BEGIN Passage provided

State governments added 39,000 jobs in January, while local governments added 30,000. Employment in the sectors is still down by 3.8 percent and 2.1 percent, respectively, from pre-pandemic levels.
Labor Force Participation Measures Unchanged After Adjusting for Population Controls
The January data showed a 0.1 percentage point rise in both the labor force participation rate and the employment population ratio, but both were due to new population controls in the household survey. After adjusting for the new population controls, both were unchanged from their December level.
Nonetheless, the population controls did somewhat change the household survey’s overall picture over the last year. With the new controls, the survey now shows employment increased by 2,760,000 from January of 2022 to January of 2023, with the new controls increasing employment by 810,000.
However, there were also upward revisions to the establishment survey with the new benchmark for March 2022 being incorporated. This survey now shows a gain of 4,967,000 from January of 2022, which leaves an extraordinarily large gap of 2.2 million. The household survey showed employment growth of just 84,000 in January, after adjusting for the controls, so it continues to give a radically different picture of the economy.
Prime-Age Labor Force Participation Rate Still Below Pre-Pandemic Level
With the new population controls, prime-age (25 to 54) labor force participation is down 0.4 percentage points from its pre-pandemic peak overall, with a drop of 0.9 percentage points for men, and 0.1 percentage points for women. The drop in male LFPR from pre-pandemic level is largest for the 35-44 age group, down 2 percentage points from the pre-pandemic peak. But, if we compare to the 2000 peak, the drop for the 35-44 group is 3.7 percentage points, while the drop for the 25-34 age group is 5.2 percentage points.
Share of Unemployment Due to Job Leavers Rises
The share of unemployment due to voluntary quits rose to 15.3 percent in January. This is 0.1 percentage points higher than the 2000 peak, and 0.2 percentage points higher than the 2019 peak, but below levels hit in the fall.
Going in the other direction, the duration measures of unemployment all showed increases in January. The average duration increased from 19.5 weeks to 20.4 weeks, the median rose from 8.9 weeks to 9.1 weeks, while the share of long-term unemployed (more than 26 weeks) increased from 18.5 percent to 19.4 percent.

END Passage provided
BEGIN Data to examine

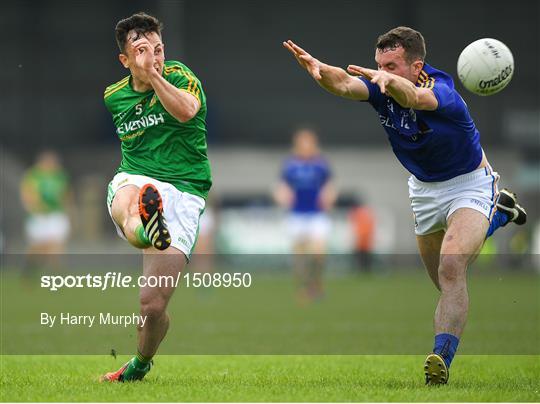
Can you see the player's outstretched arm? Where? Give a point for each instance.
(333, 79)
(400, 89)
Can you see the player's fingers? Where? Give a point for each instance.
(297, 48)
(315, 73)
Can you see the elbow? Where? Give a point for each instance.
(187, 113)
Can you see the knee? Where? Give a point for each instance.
(153, 308)
(451, 271)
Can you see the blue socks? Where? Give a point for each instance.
(446, 347)
(499, 219)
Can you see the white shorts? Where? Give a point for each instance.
(181, 210)
(434, 202)
(47, 227)
(308, 226)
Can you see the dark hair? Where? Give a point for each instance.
(141, 23)
(410, 40)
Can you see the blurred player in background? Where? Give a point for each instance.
(158, 194)
(45, 194)
(453, 189)
(306, 191)
(362, 219)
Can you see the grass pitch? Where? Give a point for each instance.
(271, 378)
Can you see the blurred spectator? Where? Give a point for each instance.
(45, 195)
(306, 191)
(362, 219)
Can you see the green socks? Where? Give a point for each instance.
(137, 368)
(141, 236)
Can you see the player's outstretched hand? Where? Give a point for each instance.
(305, 60)
(379, 77)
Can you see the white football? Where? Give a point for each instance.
(485, 66)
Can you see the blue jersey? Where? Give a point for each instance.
(432, 145)
(306, 178)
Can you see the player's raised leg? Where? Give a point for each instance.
(462, 242)
(138, 212)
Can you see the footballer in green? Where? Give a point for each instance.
(159, 191)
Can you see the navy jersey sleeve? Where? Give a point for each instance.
(375, 96)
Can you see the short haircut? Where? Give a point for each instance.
(410, 40)
(141, 23)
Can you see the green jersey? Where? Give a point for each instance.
(49, 187)
(156, 144)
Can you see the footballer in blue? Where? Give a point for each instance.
(452, 187)
(307, 192)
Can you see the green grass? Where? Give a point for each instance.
(271, 378)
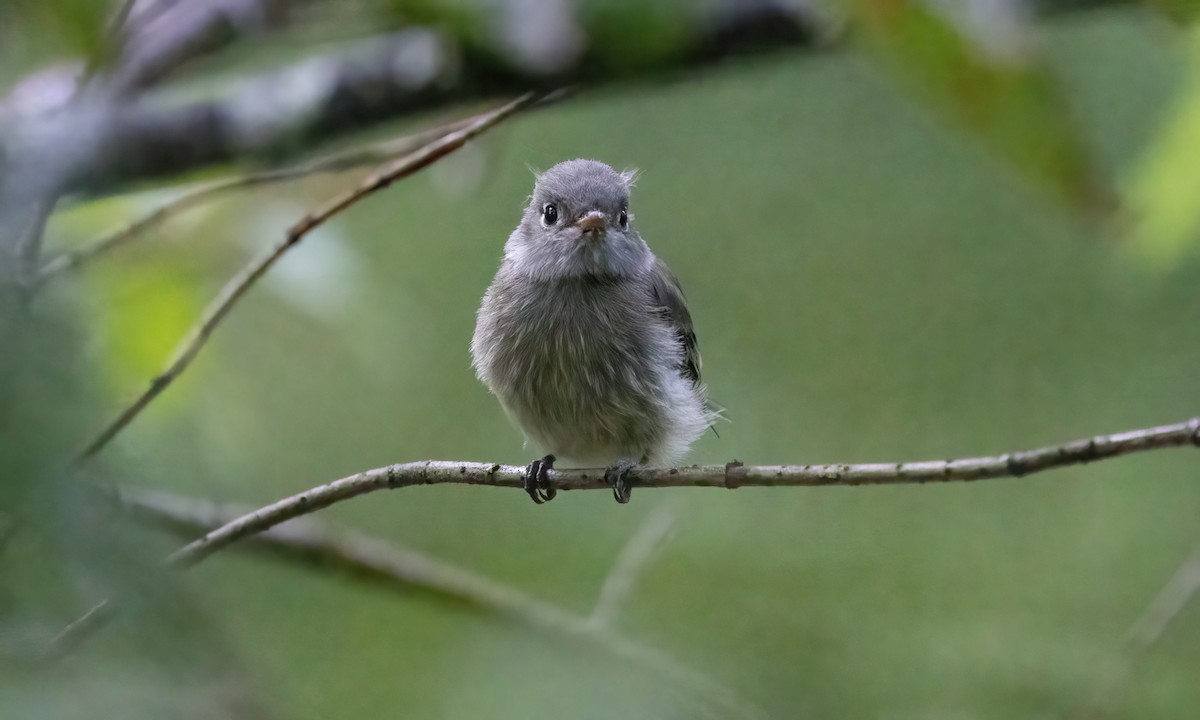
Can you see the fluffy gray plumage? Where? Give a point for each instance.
(585, 335)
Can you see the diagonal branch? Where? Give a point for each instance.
(336, 162)
(1162, 611)
(654, 533)
(235, 288)
(312, 544)
(730, 475)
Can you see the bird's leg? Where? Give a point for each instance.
(617, 477)
(537, 480)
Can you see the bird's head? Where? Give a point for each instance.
(577, 222)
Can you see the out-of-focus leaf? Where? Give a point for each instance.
(1161, 197)
(79, 25)
(976, 63)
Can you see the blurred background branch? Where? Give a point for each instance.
(240, 283)
(833, 204)
(318, 546)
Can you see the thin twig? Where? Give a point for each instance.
(313, 544)
(1146, 630)
(331, 163)
(730, 475)
(235, 288)
(649, 538)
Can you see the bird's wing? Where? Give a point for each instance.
(672, 306)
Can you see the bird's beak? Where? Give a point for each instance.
(593, 221)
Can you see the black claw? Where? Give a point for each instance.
(537, 480)
(617, 477)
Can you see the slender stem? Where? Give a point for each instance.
(235, 288)
(331, 163)
(655, 531)
(730, 475)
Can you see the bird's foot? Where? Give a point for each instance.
(617, 477)
(537, 480)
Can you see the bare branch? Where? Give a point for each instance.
(420, 69)
(1146, 630)
(648, 539)
(336, 162)
(235, 288)
(396, 568)
(731, 475)
(162, 39)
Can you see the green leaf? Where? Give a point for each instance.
(1161, 197)
(1181, 11)
(984, 73)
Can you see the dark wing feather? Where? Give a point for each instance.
(672, 307)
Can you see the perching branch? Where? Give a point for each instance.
(235, 288)
(355, 157)
(105, 145)
(312, 544)
(730, 475)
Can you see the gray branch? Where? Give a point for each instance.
(102, 145)
(730, 475)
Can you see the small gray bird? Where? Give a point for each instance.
(585, 335)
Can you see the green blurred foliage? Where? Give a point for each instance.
(1163, 213)
(994, 84)
(1181, 11)
(867, 286)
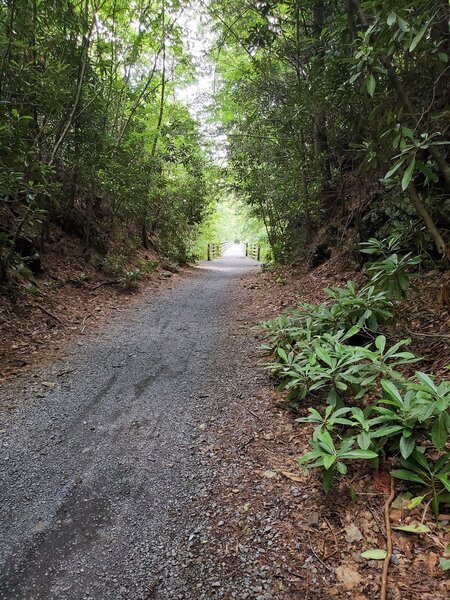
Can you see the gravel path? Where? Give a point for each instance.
(100, 461)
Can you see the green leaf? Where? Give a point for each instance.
(426, 380)
(380, 343)
(445, 482)
(374, 554)
(282, 354)
(394, 168)
(392, 17)
(413, 528)
(407, 445)
(407, 176)
(439, 432)
(415, 502)
(416, 39)
(323, 355)
(371, 84)
(363, 440)
(359, 454)
(444, 563)
(391, 390)
(328, 461)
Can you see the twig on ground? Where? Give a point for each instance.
(387, 560)
(106, 283)
(50, 314)
(65, 372)
(332, 533)
(83, 324)
(423, 334)
(318, 557)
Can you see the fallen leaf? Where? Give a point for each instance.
(292, 476)
(402, 501)
(48, 384)
(348, 577)
(352, 533)
(374, 554)
(269, 474)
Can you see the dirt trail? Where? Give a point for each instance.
(99, 459)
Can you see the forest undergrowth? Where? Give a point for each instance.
(367, 505)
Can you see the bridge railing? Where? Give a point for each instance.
(253, 251)
(250, 250)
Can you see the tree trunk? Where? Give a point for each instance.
(429, 223)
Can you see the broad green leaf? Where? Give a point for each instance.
(391, 390)
(323, 355)
(328, 461)
(359, 454)
(407, 445)
(380, 343)
(415, 502)
(439, 432)
(394, 169)
(444, 563)
(426, 380)
(392, 17)
(416, 39)
(371, 84)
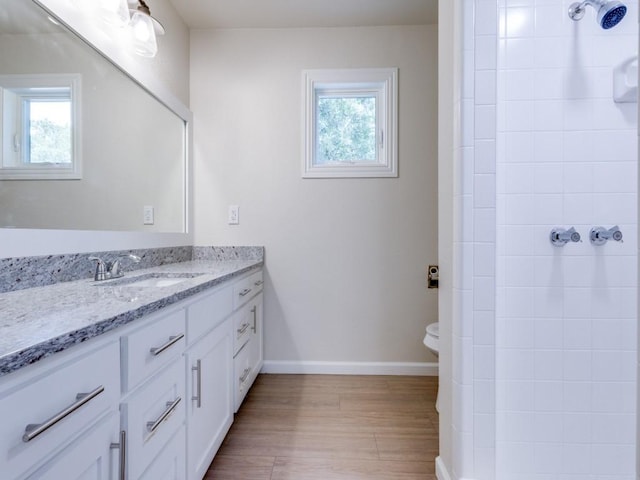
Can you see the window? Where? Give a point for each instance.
(39, 127)
(350, 123)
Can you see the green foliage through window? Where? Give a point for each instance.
(50, 132)
(345, 129)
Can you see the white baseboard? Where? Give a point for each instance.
(427, 369)
(441, 470)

END Data to examine

• Your tasks:
**A)** Please rewrite the part of the January jobs passage starting at "Labor Force Participation Measures" and ending at "employment by 810,000.", replacing "household survey" with "household poll".
**B)** In the January jobs passage, what was the share of unemployment due to voluntary quits in January?

• Task responses:
**A)**
Labor Force Participation Measures Unchanged After Adjusting for Population Controls
The January data showed a 0.1 percentage point rise in both the labor force participation rate and the employment population ratio, but both were due to new population controls in the household poll. After adjusting for the new population controls, both were unchanged from their December level.
Nonetheless, the population controls did somewhat change the household poll’s overall picture over the last year. With the new controls, the survey now shows employment increased by 2,760,000 from January of 2022 to January of 2023, with the new controls increasing employment by 810,000.

**B)** 15.3 percent